[START]
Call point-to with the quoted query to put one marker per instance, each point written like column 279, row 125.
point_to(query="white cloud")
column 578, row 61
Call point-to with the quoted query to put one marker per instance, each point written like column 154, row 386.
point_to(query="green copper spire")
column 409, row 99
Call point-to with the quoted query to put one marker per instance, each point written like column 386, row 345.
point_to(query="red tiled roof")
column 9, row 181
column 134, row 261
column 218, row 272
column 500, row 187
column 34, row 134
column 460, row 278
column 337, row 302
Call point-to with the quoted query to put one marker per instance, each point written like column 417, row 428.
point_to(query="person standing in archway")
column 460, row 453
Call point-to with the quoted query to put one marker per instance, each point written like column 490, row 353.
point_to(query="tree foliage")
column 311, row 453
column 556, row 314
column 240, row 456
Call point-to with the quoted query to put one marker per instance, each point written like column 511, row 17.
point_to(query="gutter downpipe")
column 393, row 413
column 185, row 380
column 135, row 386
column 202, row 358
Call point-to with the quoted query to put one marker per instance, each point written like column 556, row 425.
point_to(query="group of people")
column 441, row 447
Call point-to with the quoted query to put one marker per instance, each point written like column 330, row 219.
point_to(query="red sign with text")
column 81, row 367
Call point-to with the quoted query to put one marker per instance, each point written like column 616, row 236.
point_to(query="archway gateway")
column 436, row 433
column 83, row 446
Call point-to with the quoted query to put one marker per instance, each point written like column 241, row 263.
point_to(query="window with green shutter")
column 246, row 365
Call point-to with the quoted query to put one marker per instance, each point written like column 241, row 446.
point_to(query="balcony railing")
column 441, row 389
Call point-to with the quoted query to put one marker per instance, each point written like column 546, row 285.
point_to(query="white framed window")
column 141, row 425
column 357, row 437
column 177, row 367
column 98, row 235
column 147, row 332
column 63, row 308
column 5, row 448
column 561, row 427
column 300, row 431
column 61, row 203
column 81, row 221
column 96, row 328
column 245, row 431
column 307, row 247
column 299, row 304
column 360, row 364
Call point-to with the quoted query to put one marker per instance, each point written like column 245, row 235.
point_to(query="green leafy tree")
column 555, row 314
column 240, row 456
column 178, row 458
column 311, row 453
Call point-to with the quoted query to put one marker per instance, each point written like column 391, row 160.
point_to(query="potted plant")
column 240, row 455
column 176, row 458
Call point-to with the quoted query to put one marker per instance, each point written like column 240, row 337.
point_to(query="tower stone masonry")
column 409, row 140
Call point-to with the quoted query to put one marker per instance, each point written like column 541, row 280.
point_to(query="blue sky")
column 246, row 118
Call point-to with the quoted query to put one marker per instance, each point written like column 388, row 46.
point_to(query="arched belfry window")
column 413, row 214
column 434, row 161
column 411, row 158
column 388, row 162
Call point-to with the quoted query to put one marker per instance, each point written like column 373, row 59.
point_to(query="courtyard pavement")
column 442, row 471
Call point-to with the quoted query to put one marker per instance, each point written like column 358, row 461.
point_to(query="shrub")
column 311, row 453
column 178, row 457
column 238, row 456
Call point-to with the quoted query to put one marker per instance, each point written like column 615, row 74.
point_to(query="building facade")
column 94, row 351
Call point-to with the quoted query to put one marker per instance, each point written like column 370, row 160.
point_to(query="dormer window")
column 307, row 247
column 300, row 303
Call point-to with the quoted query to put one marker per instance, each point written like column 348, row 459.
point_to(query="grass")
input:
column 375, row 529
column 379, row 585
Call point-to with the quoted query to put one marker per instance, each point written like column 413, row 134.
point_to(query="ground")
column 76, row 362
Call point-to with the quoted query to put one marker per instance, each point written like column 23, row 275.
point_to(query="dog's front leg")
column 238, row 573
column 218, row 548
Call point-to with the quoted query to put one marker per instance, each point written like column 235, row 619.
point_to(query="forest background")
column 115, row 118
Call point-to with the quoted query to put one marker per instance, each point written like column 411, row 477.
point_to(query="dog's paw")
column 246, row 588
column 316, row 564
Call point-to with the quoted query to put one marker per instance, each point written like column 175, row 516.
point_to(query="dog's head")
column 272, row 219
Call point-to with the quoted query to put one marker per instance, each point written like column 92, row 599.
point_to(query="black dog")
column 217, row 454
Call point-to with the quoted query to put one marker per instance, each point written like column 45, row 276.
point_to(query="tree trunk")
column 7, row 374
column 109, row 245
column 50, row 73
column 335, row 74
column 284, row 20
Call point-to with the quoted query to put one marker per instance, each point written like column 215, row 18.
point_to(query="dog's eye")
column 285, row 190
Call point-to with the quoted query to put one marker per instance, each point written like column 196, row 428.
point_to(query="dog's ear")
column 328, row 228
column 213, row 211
[END]
PROMPT >> Copy the stretch from the line containing "45, row 276." through the last line, putting "puppy's" in place of "dog's" and leaving everything else as it is.

EXERCISE RESPONSE >>
Call point-to with the quoted query to put one marker per instance, each point written like column 45, row 276.
point_to(query="tree trunk")
column 7, row 374
column 109, row 245
column 50, row 73
column 335, row 74
column 284, row 20
Call point-to with the quoted query to put one marker per instance, each point written like column 215, row 18.
point_to(query="puppy's eye")
column 285, row 190
Call point-to with the quoted query to put one marker per instance, each point written like column 196, row 428.
point_to(query="puppy's ear")
column 328, row 228
column 213, row 211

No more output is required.